__What you will do__
Every record must be repeated exactly, with no omission.
--------------------
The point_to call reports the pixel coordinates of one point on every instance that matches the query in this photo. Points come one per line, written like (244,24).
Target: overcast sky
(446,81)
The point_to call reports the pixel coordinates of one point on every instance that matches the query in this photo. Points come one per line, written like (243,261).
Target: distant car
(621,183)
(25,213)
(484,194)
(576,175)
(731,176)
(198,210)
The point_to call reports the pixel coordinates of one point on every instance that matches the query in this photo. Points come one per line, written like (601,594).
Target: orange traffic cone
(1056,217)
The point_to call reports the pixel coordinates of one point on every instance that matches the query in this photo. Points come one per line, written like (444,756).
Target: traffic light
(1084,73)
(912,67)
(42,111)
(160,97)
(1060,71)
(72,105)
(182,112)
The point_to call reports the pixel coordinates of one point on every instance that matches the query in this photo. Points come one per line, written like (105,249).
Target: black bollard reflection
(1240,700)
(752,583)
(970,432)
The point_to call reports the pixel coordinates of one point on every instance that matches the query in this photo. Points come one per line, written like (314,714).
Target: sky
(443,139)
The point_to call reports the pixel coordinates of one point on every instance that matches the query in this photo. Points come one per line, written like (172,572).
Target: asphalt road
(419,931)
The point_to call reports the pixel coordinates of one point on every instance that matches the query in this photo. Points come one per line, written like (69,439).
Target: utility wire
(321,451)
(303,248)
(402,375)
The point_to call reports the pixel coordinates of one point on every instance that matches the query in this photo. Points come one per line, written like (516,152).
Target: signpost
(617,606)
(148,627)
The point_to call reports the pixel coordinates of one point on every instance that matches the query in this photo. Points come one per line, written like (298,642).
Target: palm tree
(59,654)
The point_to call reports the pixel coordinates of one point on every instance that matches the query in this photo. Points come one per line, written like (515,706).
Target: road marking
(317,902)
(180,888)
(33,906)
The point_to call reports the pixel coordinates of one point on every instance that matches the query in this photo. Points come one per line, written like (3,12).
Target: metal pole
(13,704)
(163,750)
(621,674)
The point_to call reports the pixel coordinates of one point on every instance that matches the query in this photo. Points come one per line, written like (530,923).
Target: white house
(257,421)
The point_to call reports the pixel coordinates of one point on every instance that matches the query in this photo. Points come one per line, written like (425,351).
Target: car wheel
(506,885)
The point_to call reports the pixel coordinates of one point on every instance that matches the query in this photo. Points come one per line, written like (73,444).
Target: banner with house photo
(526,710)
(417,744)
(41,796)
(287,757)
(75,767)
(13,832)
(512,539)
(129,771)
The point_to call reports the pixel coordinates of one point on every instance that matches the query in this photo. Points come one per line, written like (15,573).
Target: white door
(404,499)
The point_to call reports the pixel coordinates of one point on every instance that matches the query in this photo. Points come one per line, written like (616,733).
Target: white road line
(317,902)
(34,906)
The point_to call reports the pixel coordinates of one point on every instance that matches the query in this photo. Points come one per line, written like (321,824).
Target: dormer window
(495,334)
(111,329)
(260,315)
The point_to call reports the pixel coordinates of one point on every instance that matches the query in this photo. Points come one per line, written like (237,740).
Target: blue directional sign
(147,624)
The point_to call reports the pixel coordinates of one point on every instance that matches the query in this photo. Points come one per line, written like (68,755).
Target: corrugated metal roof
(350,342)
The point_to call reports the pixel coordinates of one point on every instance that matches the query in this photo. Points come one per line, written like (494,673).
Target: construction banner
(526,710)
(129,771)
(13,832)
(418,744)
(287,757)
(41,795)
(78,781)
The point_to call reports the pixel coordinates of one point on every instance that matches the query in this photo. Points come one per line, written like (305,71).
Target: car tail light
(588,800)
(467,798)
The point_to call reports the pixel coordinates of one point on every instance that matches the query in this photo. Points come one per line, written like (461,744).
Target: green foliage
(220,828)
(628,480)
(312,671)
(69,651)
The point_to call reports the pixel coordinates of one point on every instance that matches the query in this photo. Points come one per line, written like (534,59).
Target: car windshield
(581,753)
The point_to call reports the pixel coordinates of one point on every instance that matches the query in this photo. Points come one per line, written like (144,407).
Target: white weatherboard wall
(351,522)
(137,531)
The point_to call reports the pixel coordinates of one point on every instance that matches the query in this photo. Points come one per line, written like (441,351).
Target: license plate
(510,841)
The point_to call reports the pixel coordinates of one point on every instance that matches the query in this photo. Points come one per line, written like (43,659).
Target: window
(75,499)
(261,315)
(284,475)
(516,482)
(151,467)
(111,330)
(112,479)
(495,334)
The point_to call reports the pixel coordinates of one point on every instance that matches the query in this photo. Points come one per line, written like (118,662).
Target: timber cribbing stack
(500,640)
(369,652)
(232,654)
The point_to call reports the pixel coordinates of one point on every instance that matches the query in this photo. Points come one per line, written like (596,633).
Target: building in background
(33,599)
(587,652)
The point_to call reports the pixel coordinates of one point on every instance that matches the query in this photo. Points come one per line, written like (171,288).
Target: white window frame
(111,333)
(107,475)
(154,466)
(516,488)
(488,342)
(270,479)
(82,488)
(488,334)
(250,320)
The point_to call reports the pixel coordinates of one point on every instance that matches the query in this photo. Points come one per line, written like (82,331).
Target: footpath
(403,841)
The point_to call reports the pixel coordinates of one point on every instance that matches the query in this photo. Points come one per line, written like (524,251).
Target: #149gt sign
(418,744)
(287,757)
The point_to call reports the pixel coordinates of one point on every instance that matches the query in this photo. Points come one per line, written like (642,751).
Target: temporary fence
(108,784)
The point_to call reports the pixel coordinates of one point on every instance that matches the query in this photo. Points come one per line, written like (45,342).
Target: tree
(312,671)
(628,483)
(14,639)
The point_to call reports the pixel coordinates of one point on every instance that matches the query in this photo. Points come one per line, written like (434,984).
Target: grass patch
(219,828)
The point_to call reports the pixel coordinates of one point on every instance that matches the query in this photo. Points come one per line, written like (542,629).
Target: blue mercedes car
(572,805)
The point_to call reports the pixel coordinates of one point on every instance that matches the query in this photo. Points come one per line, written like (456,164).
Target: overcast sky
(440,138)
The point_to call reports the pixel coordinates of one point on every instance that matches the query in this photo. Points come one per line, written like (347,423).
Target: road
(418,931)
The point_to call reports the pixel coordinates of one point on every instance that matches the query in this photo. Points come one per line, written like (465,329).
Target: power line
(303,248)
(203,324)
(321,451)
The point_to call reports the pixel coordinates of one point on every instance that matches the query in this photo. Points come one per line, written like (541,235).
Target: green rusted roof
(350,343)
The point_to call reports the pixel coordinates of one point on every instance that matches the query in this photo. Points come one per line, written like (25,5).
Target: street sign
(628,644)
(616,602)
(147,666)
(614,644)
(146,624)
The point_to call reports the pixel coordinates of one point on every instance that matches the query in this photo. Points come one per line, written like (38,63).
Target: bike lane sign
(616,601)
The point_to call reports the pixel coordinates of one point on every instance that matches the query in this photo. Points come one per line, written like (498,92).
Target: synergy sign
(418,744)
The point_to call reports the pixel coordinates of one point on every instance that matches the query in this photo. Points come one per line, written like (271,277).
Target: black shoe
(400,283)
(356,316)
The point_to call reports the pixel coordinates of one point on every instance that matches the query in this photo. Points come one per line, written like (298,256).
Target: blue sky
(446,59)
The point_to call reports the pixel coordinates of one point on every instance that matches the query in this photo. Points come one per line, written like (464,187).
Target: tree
--------------------
__Written solution__
The point_to call reports the pixel coordinates of one point on every instance that matches the query in this photo. Points come one per line, written like (244,24).
Target: overcast sky
(446,81)
The point_to call reports the pixel coordinates of one point on every instance that matches the query in this photo. Points come one per line, written like (243,261).
Target: distant car
(621,183)
(25,213)
(484,194)
(576,175)
(731,176)
(198,210)
The point_to call reports the pixel coordinates of one point on every instance that matches the query in this photo. Points come one per line, written like (601,594).
Target: orange traffic cone
(1056,217)
The point_to call reports the pixel coordinates of one point on every instance that matches the query in this photo. Points come one per line, written like (444,756).
Target: traffic light
(1084,73)
(912,67)
(42,111)
(160,97)
(1060,71)
(72,105)
(182,112)
The point_to call reports the pixel coordinates of one point on every instance that matches the query in this photo. Points come one per line, written like (105,249).
Target: black bollard reflection
(1240,700)
(752,583)
(970,432)
The point_to call reports the pixel coordinates of one point on every instance that matches the query in this photo. Points come one per line, written like (314,714).
Target: sky
(443,139)
The point_to call reports the pixel coordinates of one point on every instance that matches the query in this photo. Points come one per line, written like (172,572).
Target: asphalt road
(419,931)
The point_to call reports the pixel coordinates of one point on every instance that matches the query in this photo. Points come one per line, written like (69,439).
Target: utility wire
(321,451)
(303,248)
(402,375)
The point_to call reports the pixel coordinates of one point on every instance that matches the query in this photo. Points come one per line, written like (516,152).
Target: signpost
(617,606)
(148,627)
The point_to call reports the pixel coordinates of one point on every instance that matches the query in this photo. Points come one per line, written like (298,642).
Target: palm tree
(59,654)
The point_to call reports the pixel coordinates of one point on every instance that matches the query in this photo. Points come one per line, written like (515,706).
Target: road marking
(317,902)
(180,888)
(33,906)
The point_to call reports the pixel coordinates of one point on every instance that matches the query in this photo. Points come one per line, written like (3,12).
Target: metal pole
(13,704)
(163,750)
(621,674)
The point_to call reports the pixel coordinates of one point on every instance that matches the query in this photo. Points come one per line, written like (530,923).
Target: white house
(257,421)
The point_to call reports the pixel coordinates of one point on every instance that matches the query in this photo. Points come one per line, written like (425,351).
Target: car wheel
(506,885)
The point_to call reports the pixel coordinates of one point on every instance that matches the query in this photo. Points come one per line, written like (73,444).
Target: banner with house photo
(526,710)
(417,744)
(41,796)
(287,757)
(75,767)
(13,832)
(512,539)
(129,771)
The point_to call reports the pixel coordinates of one point on every instance that matches the query in this photo. Points come one per line, written like (15,573).
Target: white door
(404,499)
The point_to call reports the pixel coordinates of one point on every instance that matches the query in this photo. Points come one per line, written like (616,733).
Target: white road line
(317,902)
(34,906)
The point_to call reports the pixel coordinates of one point on every instance that matches the query in this photo. Points come one per line, written like (321,824).
Target: dormer window
(495,334)
(111,329)
(260,315)
The point_to call reports the pixel coordinates of one point on every instance that matches the query in this photo. Points come one per line, written like (237,740).
Target: blue directional sign
(147,624)
The point_to call reports the pixel coordinates of one point on every instance that matches the query in this photo. Points come one per line, written like (68,755).
Target: corrugated metal roof
(350,342)
The point_to call reports the pixel coordinates of one point on every instance that matches the query in this photo. Points come one per line, written like (494,673).
Target: construction banner
(526,710)
(129,771)
(13,832)
(418,744)
(287,757)
(41,795)
(78,781)
The point_to call reports the pixel coordinates of one point on every instance that matches the query in this photo. Points come one per line, written like (305,71).
Target: car tail light
(588,800)
(467,798)
The point_to call reports the pixel coordinates of one point on every instance that matches the query in this photo. Points come one per line, written like (461,744).
Target: green foliage
(220,828)
(628,480)
(312,671)
(69,651)
The point_to call reports the pixel coordinates of one point on every instance that matches the query in this photo. Points come one per line, written like (534,59).
Target: car windshield
(581,753)
The point_to call reports the pixel coordinates of one point on every instance that matches the query in this photo. Points come one per line, written like (144,407).
Target: white weatherboard wall
(351,522)
(137,531)
The point_to call reports the pixel coordinates of one point on every instance that matches the query in this photo. Points come one per line, written like (441,351).
Target: license plate
(510,841)
The point_to call reports the pixel coordinates of one point on every instance that matches the query in this photo. Points come one per line, written like (43,659).
Target: window
(75,499)
(261,315)
(284,475)
(516,482)
(151,467)
(111,330)
(112,479)
(495,334)
The point_to call reports the pixel coordinates of one point on every instance that matches the query in this photo. Points come one per line, written like (118,662).
Target: timber cribbing stack
(500,640)
(369,652)
(232,654)
The point_to call reports the pixel coordinates of one point on every instance that matches the query in this photo. Points come one per line, written like (596,633).
Target: building in background
(33,599)
(587,652)
The point_to call reports the pixel coordinates of one point on every instance that matches the query in this photo. Points come one per line, written like (171,288).
Target: white window frame
(111,333)
(107,475)
(154,466)
(516,488)
(488,342)
(270,479)
(82,488)
(488,334)
(250,320)
The point_to call reports the pixel coordinates of one point on every instance that matches the query in this photo. Points come one per line, written like (82,331).
Target: footpath
(403,841)
The point_to call reports the pixel coordinates of one point on every instance that matches the query in this photo. Points come one per line, written like (524,251).
Target: #149gt sign
(418,744)
(287,757)
The point_to call reports the pixel coordinates of one point on every instance that matches the query in this photo. Points come one per line, written like (642,751).
Target: temporary fence
(108,784)
The point_to call reports the pixel coordinates of one point on every instance that matches the query in this photo. Points come one per line, written like (45,342).
Target: tree
(312,671)
(628,483)
(14,639)
The point_to call reports the pixel coordinates of one point on every instance that matches the query in this photo. Points come one per line, written like (434,984).
Target: grass patch
(219,828)
The point_to call reports the pixel coordinates of one point on every instance that matches the query in this photo. Points come one per line, written like (542,629).
Target: blue mercedes car
(572,805)
The point_to call reports the pixel coordinates of one point on every instance that matches the query in this photo. Points come one per line, written like (456,164).
Target: overcast sky
(440,138)
The point_to call reports the pixel coordinates of one point on every instance that matches the query in this photo. Points come one per line, written like (347,423).
Target: road
(418,931)
The point_to call reports the pixel coordinates of one point on every instance that matches the query in this photo. Points come one per line, written like (465,329).
Target: power line
(303,248)
(203,324)
(321,451)
The point_to call reports the pixel coordinates of one point on every instance that matches the query in this photo. Points come one per line, written like (541,235).
Target: green rusted roof
(350,343)
The point_to call reports the pixel coordinates of one point on every instance that matches the query in this photo. Points come one per line, written like (25,5).
Target: street sign
(628,644)
(616,602)
(147,666)
(614,644)
(146,624)
The point_to call reports the pixel coordinates of one point on every instance that matches the query in this photo. Points come one per line, written like (38,63).
Target: bike lane sign
(616,601)
The point_to call reports the pixel coordinates of one point on every instance that matches the query in this photo. Points come one per line, written like (498,92).
Target: synergy sign
(418,744)
The point_to call reports the pixel coordinates of one point on every instance that matches the query in this photo. Points come one per line, written like (271,277).
Target: black shoe
(400,283)
(356,316)
The point_to call reports the pixel coordinates of one point on every instance that matches the query in this photo. Points come one per line, written like (298,256).
Target: blue sky
(446,59)
The point_to call reports the pixel coordinates of one point on every instance that matches the query in this photo. Points come one per line, written like (464,187).
Target: tree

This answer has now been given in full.